§ EXCERPT:
-=-=-

Collecting data from the web
There is an abundance of information available on the web. This information is often displayed in human-readable ways on web pages. Much of this information is of interest for your scientific research. You can therefore collect the information on the web pages – and/or the underlying data – and use it in your research project.
You can use web data for your research, for example, because these data:
- are more recent and more easily available, compared to official documents
- are by definition only available online, like social media posts etc.
- cannot be collected at a large scale using regular data collection methods
Collecting data from the web is best done automatically, because it is repeatable and efficient. An automatic collection method is also less error-prone and can be easily shared with others.
How to collect web data
The original and still very common way to present information on the web is on a web page. One website can consist of many web pages. Web pages are represented in Hypertext Markup Language (HTML) and can contain text, images and other objects like interactive elements. Web pages can be large and not all their content is relevant, so they must first be parsed to extract data useful for research.

-=-=-

§ RAW RECORDS:
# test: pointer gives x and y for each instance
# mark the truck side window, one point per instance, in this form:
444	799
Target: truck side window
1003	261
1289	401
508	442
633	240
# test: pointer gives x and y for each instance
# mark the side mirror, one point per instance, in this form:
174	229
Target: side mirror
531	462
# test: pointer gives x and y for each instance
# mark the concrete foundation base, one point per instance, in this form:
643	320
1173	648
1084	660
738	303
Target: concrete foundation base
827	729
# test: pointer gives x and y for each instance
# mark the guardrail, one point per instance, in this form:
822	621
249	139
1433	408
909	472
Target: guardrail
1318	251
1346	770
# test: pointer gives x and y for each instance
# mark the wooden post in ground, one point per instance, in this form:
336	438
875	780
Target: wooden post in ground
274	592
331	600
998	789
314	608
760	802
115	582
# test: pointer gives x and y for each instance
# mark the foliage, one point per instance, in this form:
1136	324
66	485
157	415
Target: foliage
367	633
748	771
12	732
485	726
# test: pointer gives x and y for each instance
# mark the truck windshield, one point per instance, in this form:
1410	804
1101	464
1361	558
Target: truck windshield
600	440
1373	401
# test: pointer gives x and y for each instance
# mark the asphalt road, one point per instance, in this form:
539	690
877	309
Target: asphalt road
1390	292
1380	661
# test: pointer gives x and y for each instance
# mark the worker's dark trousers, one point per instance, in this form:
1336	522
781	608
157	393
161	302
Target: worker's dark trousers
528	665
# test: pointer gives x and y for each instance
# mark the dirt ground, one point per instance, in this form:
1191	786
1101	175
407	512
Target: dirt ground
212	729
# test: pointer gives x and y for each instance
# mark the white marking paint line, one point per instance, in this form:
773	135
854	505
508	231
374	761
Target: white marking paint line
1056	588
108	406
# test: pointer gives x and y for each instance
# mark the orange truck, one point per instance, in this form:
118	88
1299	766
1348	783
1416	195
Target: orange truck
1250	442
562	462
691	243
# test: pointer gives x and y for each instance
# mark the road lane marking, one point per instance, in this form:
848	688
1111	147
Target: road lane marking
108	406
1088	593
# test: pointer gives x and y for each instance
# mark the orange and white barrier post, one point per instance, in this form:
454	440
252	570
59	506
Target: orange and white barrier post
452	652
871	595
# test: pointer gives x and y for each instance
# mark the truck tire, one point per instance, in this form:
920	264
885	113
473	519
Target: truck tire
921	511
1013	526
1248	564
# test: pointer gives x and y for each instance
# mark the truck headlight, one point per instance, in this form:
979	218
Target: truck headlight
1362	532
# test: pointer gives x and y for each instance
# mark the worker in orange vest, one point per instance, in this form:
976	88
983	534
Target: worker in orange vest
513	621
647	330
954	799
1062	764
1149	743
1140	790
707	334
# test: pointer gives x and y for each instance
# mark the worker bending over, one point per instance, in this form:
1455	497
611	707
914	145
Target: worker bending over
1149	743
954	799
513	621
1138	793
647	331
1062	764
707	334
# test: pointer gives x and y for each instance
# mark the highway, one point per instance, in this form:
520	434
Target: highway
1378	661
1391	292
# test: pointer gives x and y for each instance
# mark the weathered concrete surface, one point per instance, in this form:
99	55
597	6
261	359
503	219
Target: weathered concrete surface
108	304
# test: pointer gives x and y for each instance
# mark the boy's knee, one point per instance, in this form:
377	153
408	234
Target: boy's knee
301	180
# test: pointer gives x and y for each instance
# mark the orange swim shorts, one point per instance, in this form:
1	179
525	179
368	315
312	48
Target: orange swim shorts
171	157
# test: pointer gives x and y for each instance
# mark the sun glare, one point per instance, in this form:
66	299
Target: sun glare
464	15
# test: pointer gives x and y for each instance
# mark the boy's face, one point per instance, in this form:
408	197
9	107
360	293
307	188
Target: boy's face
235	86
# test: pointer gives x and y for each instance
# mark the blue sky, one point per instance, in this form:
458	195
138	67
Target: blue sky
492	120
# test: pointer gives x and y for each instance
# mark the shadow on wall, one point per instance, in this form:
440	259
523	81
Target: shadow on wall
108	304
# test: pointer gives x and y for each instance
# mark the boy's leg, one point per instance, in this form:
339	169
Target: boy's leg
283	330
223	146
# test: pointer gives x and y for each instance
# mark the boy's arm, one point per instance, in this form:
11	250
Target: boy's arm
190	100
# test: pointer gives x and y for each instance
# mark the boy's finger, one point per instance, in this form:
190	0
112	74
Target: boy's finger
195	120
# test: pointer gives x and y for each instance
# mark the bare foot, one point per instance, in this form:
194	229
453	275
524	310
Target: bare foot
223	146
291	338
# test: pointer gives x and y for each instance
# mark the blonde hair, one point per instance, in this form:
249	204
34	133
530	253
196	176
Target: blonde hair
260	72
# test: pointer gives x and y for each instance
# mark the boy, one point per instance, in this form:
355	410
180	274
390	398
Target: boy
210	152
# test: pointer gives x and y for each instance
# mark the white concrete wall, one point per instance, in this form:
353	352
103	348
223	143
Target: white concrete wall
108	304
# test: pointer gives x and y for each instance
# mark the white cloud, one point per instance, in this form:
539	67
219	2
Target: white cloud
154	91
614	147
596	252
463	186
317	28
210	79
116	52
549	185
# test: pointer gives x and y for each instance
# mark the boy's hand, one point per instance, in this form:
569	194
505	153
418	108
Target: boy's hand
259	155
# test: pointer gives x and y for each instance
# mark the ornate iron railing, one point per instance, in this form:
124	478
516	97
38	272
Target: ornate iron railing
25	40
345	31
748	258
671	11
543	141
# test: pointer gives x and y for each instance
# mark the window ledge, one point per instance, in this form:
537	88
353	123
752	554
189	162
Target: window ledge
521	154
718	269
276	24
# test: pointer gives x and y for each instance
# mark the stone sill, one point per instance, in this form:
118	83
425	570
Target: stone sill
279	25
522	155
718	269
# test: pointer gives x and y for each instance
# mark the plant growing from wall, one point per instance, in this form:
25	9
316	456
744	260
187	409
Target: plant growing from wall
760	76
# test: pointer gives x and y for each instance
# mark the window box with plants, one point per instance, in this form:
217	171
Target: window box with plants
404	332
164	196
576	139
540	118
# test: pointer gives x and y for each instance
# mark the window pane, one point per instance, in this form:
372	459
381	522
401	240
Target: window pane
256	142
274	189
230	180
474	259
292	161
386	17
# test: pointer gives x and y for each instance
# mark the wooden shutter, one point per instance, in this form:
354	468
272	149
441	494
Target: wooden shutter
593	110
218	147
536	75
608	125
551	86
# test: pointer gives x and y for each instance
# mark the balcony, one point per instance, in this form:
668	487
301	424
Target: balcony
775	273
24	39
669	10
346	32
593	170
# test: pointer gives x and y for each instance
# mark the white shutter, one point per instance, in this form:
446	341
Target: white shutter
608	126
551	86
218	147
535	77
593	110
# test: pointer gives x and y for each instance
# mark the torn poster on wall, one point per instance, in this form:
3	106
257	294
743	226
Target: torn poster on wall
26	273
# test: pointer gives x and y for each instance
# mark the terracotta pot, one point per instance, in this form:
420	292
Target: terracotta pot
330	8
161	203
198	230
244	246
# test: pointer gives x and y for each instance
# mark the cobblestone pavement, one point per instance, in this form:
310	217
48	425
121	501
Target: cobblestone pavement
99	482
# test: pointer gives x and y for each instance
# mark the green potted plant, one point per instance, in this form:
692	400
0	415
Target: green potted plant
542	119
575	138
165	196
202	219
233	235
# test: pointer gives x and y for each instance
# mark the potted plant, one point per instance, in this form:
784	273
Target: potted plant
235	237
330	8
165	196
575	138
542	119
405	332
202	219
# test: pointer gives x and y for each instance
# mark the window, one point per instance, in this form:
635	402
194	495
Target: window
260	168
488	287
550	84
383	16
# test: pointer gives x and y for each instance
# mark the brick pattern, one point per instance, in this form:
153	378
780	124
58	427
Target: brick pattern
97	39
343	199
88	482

-=-=-

§ PROMPT: In the text on collecting web data, what language are web pages represented in? Rely only on the text on collecting web data, not on the material.

§ SOLUTION TO THIS TASK: Hypertext Markup Language (HTML).